* [EXERCISE OBJECTIVE]: Return every line of the records below unchanged, keeping each character in place.

Point annotation dataset records
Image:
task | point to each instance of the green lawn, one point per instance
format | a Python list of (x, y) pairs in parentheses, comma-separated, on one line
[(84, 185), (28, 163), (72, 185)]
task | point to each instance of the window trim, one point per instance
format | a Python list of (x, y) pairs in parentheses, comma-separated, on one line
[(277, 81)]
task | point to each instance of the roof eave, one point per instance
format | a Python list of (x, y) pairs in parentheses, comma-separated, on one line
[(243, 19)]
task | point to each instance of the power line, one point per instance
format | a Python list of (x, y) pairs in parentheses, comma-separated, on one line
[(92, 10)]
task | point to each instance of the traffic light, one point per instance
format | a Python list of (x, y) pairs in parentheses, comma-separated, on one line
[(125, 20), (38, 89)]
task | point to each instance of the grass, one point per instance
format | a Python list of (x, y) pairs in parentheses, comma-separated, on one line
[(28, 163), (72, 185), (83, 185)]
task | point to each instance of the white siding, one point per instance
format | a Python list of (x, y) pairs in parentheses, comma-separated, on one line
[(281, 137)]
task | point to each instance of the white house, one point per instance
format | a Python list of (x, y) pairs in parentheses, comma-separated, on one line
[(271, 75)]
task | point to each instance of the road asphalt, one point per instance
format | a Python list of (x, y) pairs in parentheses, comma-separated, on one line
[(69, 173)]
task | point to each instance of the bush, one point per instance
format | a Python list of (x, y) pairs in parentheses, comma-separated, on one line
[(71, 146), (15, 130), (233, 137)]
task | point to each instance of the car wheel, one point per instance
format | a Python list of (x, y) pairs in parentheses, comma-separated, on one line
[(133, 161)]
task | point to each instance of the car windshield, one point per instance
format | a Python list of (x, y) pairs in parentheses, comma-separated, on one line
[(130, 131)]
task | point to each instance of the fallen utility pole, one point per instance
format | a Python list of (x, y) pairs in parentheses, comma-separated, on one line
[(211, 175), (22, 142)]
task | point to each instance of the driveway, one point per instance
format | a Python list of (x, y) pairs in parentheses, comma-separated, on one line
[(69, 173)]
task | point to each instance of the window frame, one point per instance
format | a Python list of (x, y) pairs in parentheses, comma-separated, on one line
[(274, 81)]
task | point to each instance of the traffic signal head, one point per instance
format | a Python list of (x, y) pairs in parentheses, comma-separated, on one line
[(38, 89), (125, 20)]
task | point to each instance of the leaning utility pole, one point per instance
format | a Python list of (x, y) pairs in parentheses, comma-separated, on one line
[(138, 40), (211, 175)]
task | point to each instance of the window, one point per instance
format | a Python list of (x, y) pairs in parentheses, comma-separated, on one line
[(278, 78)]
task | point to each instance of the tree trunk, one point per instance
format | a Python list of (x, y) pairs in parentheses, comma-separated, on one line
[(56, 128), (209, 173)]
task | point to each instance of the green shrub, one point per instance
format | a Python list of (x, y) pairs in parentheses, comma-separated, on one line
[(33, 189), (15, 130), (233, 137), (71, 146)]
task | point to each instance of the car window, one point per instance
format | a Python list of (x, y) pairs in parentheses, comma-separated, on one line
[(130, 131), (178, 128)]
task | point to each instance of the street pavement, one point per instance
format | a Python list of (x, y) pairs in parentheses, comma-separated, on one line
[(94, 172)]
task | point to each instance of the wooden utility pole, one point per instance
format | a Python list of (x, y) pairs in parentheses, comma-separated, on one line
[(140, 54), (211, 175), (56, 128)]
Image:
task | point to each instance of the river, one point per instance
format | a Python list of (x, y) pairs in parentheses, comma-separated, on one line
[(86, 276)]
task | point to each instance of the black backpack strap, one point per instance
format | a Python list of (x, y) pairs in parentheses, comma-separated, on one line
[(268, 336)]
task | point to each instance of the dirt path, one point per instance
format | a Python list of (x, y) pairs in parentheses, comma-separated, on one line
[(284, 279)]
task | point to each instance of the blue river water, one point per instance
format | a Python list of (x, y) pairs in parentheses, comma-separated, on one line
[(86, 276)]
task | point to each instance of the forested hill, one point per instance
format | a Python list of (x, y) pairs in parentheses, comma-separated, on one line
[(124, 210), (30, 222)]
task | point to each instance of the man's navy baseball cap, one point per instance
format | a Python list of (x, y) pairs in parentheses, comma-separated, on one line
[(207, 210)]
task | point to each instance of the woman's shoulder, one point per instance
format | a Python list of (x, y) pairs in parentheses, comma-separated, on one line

* [EXERCISE RESULT]:
Image:
task | point to each instance of the green lawn, one point per instance
format | a Python list of (x, y) pairs in parentheses, comma-separated, on one line
[(84, 185), (28, 163), (72, 185)]
task | point to each instance of the window trim, one point per instance
format | a Python list of (x, y) pairs in parentheses, comma-separated, on one line
[(277, 81)]
task | point to each instance of the roof eave, one point per instance
format | a Python list of (x, y) pairs in parentheses, comma-separated, on one line
[(243, 19)]
task | point to each instance of the power line, one point per instance
format | a Python list of (x, y) pairs in parentheses, comma-separated, on one line
[(92, 10)]
task | point to each instance of the traffic light, one point per instance
format | a Python list of (x, y) pairs in parentheses, comma-separated, on one line
[(125, 20), (38, 89)]
task | point to each instance of the grass, one point per instance
format | a Python list of (x, y) pairs in parentheses, comma-separated, on one line
[(28, 163), (72, 185), (83, 185)]
task | point to each instance of the white siding, one point per instance
format | a Python list of (x, y) pairs in parentheses, comma-separated, on one line
[(281, 137)]
task | point to each instance of the white house, one point per instance
format | a Python list of (x, y) pairs in parentheses, comma-separated, on one line
[(271, 75)]
task | point to each instance of the road asphalt, one point per instance
format | a Python list of (x, y) pairs in parentheses, comma-separated, on one line
[(69, 173)]
task | point to each instance of the bush, one point per instance
format | a Python list of (x, y) pairs in parentheses, comma-separated, on one line
[(71, 146), (15, 130), (233, 137)]
task | point to each instance of the car wheel, one point per instance
format | a Python list of (x, y) pairs in parentheses, comma-separated, on one line
[(133, 161)]
task | point to each instance of the car windshield, one point per instance
format | a Python list of (x, y) pairs in parentheses, comma-separated, on one line
[(130, 131)]
task | point to each instance of the fallen utility pole, one point per instance
format | a Python list of (x, y) pairs in parentheses, comma-separated, on one line
[(211, 175), (22, 142)]
task | point to each instance of the driveway, one point per instance
format | a Python list of (x, y) pairs in parentheses, comma-separated, on one line
[(69, 173)]
task | point to each instance of the window frame, one point per instance
format | a Python list of (x, y) pairs in parentheses, comma-separated, on one line
[(274, 81)]
task | point to each instance of the traffic signal head, one point per instance
format | a Python list of (x, y) pairs in parentheses, comma-separated, on one line
[(38, 89), (125, 20)]
task | point to each instance of the leaning utility pole, one point per instance
format | a Python list of (x, y) pairs in parentheses, comma-separated, on one line
[(138, 40), (211, 175)]
task | point to each instance of the window, one point per instance
format | a Python list of (x, y) pairs in parentheses, comma-separated, on one line
[(278, 78)]
task | point to each instance of the tree trunk, one point per instance
format | a Python list of (x, y) pairs in parentheses, comma-separated, on one line
[(56, 128), (209, 173)]
task | point to each instance of the green shrub, one point per instance
format | a Python list of (x, y) pairs in parentheses, comma-separated, on one line
[(33, 189), (15, 130), (233, 137), (71, 146)]
task | point to each instance of the car window, one point per instance
format | a Python list of (x, y) pairs in parentheses, comma-separated, on one line
[(130, 131), (178, 128)]
task | point to each instance of the street pavement, one point per instance
format | a Python list of (x, y) pairs in parentheses, comma-separated, on one line
[(94, 172)]
task | point to each instance of the wooden utility pole, one point per instance
format | a Python list of (x, y) pairs in parentheses, comma-separated, on one line
[(140, 54), (211, 175), (56, 128)]
Image:
task | point to each instance of the river, one point per instance
format | a Python list of (x, y) pairs in parentheses, comma-separated, on one line
[(86, 276)]
task | point to each instance of the black backpack strap, one point per instance
format | a Python list of (x, y) pairs in parentheses, comma-separated, on one line
[(268, 336)]
task | point to each instance of the dirt path, one point per instance
format | a Python list of (x, y) pairs in parentheses, comma-separated, on one line
[(284, 279)]
task | point to each instance of the blue river water, one point per instance
format | a Python list of (x, y) pairs in parentheses, comma-separated, on one line
[(86, 276)]
task | point to each instance of the forested hill, one point per instance
format | a Python list of (x, y) pairs in parentheses, comma-separated, on one line
[(124, 210), (30, 222)]
task | point to each instance of the man's navy baseball cap, one point per instance
format | a Python list of (x, y) pairs in parentheses, comma-separated, on one line
[(207, 210)]
task | point to each instance of the woman's shoulder, one point per instance
format | a Python list of (x, y) pairs in parentheses, comma-separated, on one line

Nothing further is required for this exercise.